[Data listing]
.....

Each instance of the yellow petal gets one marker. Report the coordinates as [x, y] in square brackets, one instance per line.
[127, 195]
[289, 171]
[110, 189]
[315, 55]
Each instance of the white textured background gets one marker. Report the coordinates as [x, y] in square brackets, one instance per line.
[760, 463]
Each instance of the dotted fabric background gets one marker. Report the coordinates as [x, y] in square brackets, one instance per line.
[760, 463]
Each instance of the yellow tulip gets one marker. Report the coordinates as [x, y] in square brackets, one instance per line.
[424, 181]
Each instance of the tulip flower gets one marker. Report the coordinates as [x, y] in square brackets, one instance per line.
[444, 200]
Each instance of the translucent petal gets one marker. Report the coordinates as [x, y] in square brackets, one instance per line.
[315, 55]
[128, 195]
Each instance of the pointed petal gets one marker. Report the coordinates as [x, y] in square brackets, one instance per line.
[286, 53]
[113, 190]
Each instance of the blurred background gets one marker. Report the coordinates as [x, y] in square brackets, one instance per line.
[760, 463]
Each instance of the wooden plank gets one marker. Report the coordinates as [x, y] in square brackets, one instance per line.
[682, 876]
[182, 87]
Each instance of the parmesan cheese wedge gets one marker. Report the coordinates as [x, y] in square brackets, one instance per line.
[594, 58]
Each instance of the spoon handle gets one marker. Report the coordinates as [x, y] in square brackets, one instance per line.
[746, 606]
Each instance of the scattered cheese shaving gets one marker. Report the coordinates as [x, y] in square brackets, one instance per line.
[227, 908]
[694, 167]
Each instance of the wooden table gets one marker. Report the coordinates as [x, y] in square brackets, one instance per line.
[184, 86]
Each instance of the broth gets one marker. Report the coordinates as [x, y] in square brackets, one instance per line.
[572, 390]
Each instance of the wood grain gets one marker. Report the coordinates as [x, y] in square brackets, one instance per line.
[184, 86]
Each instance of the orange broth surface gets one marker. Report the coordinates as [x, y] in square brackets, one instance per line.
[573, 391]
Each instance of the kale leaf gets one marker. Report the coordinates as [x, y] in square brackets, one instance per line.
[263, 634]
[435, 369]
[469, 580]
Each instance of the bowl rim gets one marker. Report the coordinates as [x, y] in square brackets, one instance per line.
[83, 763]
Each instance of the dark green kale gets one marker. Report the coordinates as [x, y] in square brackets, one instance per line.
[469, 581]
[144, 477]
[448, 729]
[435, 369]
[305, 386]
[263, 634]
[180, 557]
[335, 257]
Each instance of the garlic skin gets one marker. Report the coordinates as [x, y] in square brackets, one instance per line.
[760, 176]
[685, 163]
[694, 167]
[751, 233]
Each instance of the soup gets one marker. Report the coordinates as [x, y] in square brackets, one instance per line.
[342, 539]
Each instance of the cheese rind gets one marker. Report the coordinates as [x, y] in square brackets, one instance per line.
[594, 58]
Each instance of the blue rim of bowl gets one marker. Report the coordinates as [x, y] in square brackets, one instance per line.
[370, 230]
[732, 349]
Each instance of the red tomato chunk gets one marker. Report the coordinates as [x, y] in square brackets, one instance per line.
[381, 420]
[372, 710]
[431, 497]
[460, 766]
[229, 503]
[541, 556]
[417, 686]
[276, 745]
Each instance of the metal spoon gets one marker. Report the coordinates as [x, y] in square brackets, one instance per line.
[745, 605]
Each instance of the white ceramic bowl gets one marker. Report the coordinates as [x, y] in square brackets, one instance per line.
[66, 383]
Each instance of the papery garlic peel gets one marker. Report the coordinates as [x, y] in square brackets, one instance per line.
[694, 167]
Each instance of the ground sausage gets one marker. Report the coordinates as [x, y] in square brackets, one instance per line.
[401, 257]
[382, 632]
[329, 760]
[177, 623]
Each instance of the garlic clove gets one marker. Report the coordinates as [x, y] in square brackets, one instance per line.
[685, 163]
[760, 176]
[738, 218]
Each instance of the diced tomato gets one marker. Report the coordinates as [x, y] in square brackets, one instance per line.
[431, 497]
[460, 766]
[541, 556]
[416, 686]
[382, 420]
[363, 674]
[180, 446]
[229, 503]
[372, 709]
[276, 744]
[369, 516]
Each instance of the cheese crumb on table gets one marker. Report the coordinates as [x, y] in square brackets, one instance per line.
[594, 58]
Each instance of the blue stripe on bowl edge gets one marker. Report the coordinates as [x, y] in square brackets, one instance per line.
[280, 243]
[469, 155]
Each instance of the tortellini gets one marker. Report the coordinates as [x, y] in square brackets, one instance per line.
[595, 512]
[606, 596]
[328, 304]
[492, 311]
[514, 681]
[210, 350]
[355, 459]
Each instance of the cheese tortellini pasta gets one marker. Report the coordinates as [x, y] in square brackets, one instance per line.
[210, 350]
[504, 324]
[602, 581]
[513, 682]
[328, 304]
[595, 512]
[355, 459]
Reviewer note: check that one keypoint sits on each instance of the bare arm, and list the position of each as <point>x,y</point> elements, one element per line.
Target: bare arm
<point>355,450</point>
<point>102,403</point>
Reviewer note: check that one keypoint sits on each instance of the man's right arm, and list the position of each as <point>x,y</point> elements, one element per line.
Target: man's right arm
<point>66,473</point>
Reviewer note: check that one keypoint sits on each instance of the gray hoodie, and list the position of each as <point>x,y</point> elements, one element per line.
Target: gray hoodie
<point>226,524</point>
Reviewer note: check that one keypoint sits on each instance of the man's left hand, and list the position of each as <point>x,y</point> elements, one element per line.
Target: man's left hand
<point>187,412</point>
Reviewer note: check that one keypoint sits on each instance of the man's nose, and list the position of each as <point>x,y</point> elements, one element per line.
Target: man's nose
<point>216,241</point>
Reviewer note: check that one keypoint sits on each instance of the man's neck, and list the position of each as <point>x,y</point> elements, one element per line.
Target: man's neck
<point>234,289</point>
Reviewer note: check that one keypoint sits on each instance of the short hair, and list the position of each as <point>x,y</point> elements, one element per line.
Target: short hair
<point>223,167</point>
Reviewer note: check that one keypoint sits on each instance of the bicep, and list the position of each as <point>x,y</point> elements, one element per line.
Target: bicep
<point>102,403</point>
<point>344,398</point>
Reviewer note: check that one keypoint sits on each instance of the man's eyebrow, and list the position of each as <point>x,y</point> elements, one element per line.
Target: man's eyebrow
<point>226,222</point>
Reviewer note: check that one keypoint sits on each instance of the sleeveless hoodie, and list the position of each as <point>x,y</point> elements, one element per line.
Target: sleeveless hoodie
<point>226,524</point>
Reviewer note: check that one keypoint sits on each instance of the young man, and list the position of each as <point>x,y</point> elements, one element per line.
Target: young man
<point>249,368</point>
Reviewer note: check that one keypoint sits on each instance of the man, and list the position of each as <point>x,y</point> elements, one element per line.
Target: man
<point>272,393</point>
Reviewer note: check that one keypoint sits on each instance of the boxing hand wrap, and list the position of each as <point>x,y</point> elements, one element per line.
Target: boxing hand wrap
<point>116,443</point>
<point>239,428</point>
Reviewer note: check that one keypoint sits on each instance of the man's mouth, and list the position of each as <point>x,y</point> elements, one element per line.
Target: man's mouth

.....

Give back every line of the records above verbatim, with nothing changed, added or left out.

Answer in full ->
Each instance of the yellow petal gets one marker. Report the coordinates as [x, y] in square brackets, one instance per line.
[127, 195]
[289, 171]
[110, 189]
[315, 55]
Each instance of the white textured background gets one marker. Report the coordinates as [x, y] in square brackets, one instance per line.
[760, 463]
Each instance of the dotted fabric background gets one marker. Report the coordinates as [x, y] in square brackets, one instance per line.
[760, 463]
Each instance of the yellow tulip gets one marker. Report the coordinates as [x, y] in square brackets, one instance per line.
[424, 181]
Each instance of the tulip flower gets one marker. Report the coordinates as [x, y] in square brackets, one instance per line.
[444, 200]
Each instance of the translucent petal gets one marker. Report the coordinates as [x, y] in square brackets, one instance per line.
[315, 55]
[128, 195]
Each instance of the pointed petal gets one marker. Report the coordinates as [x, y] in square brackets, one instance per line.
[286, 53]
[113, 190]
Each instance of the blurred background gets one marker. Report the coordinates as [x, y] in square brackets, one instance per line.
[760, 463]
Each instance of the wooden plank gets one marker. Report the coordinates as [x, y] in square brackets, one instance per line.
[682, 876]
[182, 87]
Each instance of the parmesan cheese wedge gets one marker. Report the coordinates as [x, y] in square brackets, one instance per line.
[594, 58]
Each instance of the spoon handle gets one marker. Report the coordinates as [x, y] in square brackets, one instance per line.
[746, 606]
Each instance of the scattered cheese shaving gets one marker. Report the coordinates as [x, y] in square brackets, one instance per line.
[227, 908]
[694, 167]
Each instance of the wooden table gets one marker. Report the coordinates as [x, y] in square brackets, one instance per line.
[184, 86]
Each instance of the broth gets one marker. Report the coordinates as [x, y] in square brackets, one instance per line.
[572, 390]
Each instance of the wood grain gets one marker. Report the coordinates as [x, y] in square brackets, one instance per line.
[184, 86]
Each instance of the orange broth surface gets one marker. Report the coordinates as [x, y] in square brackets, one instance per line.
[573, 391]
Each instance of the kale leaf gets one marker. Report the coordinates as [x, y] in square brackets, one instance per line.
[263, 634]
[435, 369]
[469, 580]
Each instance of the bowl rim gets one marker. Report the coordinates as [x, y] in square brackets, one instance per line.
[83, 763]
Each instance of the dark green kale gets one marker. Report the coordinates as [x, y] in square brackets, one instance per line.
[469, 581]
[144, 477]
[448, 729]
[435, 369]
[305, 386]
[263, 634]
[180, 557]
[335, 257]
Each instance of the garlic skin gets one marker. Report the coordinates as [x, y] in square brackets, one instance per line.
[760, 176]
[685, 163]
[694, 167]
[751, 233]
Each instance of the soup gets one marker. Report the coordinates as [x, y] in square brackets, one instance per line.
[342, 539]
Each instance of the cheese rind gets one marker. Report the coordinates as [x, y] in square brackets, one instance per line.
[594, 58]
Each instance of the blue rim of bowl gets one marker. Report the coordinates as [x, y] in square brackets, one instance per line.
[370, 230]
[732, 349]
Each instance of the red tomato chunk gets one marker. Report the coordinates as [x, y] in square brackets, one instance per line.
[381, 420]
[372, 710]
[431, 497]
[460, 766]
[229, 503]
[541, 556]
[417, 686]
[276, 745]
Each instance of the metal spoon gets one marker. Report the coordinates as [x, y] in square brackets, one instance per line.
[745, 605]
Each instance of the white ceramic bowl gets one marker. Report the coordinates as [x, y] in square brackets, one instance per line.
[66, 383]
Each instance of the papery garlic peel gets one marker. Report the coordinates as [x, y] in square brackets, one instance per line.
[694, 167]
Each instance of the ground sausage gets one marker. Report the coordinates as [x, y] in square brackets, one instance per line.
[401, 257]
[382, 632]
[329, 760]
[177, 623]
Each instance of the garlic clove gets one marker. Report the coordinates as [x, y] in square brackets, one instance per line.
[685, 163]
[760, 176]
[738, 218]
Each instance of the diced tomato gets one marker. Report the coordinates as [x, y] in square brackets, one instance per line.
[431, 497]
[460, 766]
[541, 556]
[416, 686]
[382, 420]
[363, 674]
[180, 446]
[229, 503]
[372, 709]
[276, 744]
[369, 516]
Each instance of the cheese crumb on table gets one marker. Report the coordinates as [x, y] in square brackets, one instance per line.
[594, 58]
Each instance of the blue stripe on bowl edge gets one marker. Report the coordinates as [x, y] in square brackets, one instance per line.
[280, 243]
[469, 155]
Each instance of the tortellini gets one marker. Report the coordinates as [x, y] in square brackets, one instance per line.
[595, 512]
[606, 596]
[328, 304]
[492, 311]
[514, 681]
[210, 350]
[355, 459]
Each instance of the cheese tortellini pasta gets one marker. Report the coordinates as [x, y] in square brackets, one instance per line.
[210, 350]
[504, 324]
[602, 581]
[513, 682]
[328, 304]
[595, 512]
[355, 459]
Reviewer note: check that one keypoint sits on each instance of the bare arm, and list the position of each as <point>x,y</point> elements, one element per line.
Target: bare arm
<point>355,450</point>
<point>102,403</point>
Reviewer note: check that one keypoint sits on each instance of the man's right arm, and list the position of each as <point>x,y</point> elements, one element per line.
Target: man's right arm
<point>66,473</point>
Reviewer note: check that one keypoint sits on each instance of the gray hoodie, and list the position of each as <point>x,y</point> elements, one element per line.
Target: gray hoodie
<point>226,524</point>
Reviewer note: check that one keypoint sits on each instance of the man's left hand, and list the position of each as <point>x,y</point> elements, one element per line.
Target: man's left hand
<point>187,412</point>
Reviewer note: check that one keypoint sits on each instance of the man's nose, and list the position of each as <point>x,y</point> elements, one element per line.
Target: man's nose
<point>216,241</point>
Reviewer note: check that one keypoint sits on each instance of the man's neck, and list the position of each as <point>x,y</point> elements, one element per line.
Target: man's neck
<point>234,289</point>
Reviewer note: check that one keypoint sits on each instance of the short hair, and list the position of each as <point>x,y</point> elements, one element per line.
Target: short hair
<point>223,167</point>
Reviewer note: check that one keypoint sits on each instance of the bicep, and list the position of each as <point>x,y</point> elements, one element per line.
Target: bicep
<point>102,403</point>
<point>344,398</point>
Reviewer note: check that one keypoint sits on each instance of the man's eyebrow, and list the position of each as <point>x,y</point> elements, one element per line.
Target: man's eyebrow
<point>226,222</point>
Reviewer note: check that one keypoint sits on each instance of the sleeveless hoodie, and list the position of each as <point>x,y</point> elements, one element per line.
Target: sleeveless hoodie
<point>226,524</point>
Reviewer note: check that one keypoint sits on each instance of the young man, and list the position of each as <point>x,y</point> elements, one element per line.
Target: young man
<point>249,368</point>
Reviewer note: check that one keypoint sits on each instance of the man, and list the position of each as <point>x,y</point> elements, one element per line.
Target: man
<point>272,393</point>
Reviewer note: check that one keypoint sits on each instance of the boxing hand wrap, and list the position of each as <point>x,y</point> elements, one element per line.
Target: boxing hand wrap
<point>116,443</point>
<point>239,428</point>
Reviewer note: check that one keypoint sits on each instance of the man's mouth, and list the position of each as <point>x,y</point> elements, one element per line.
Target: man's mouth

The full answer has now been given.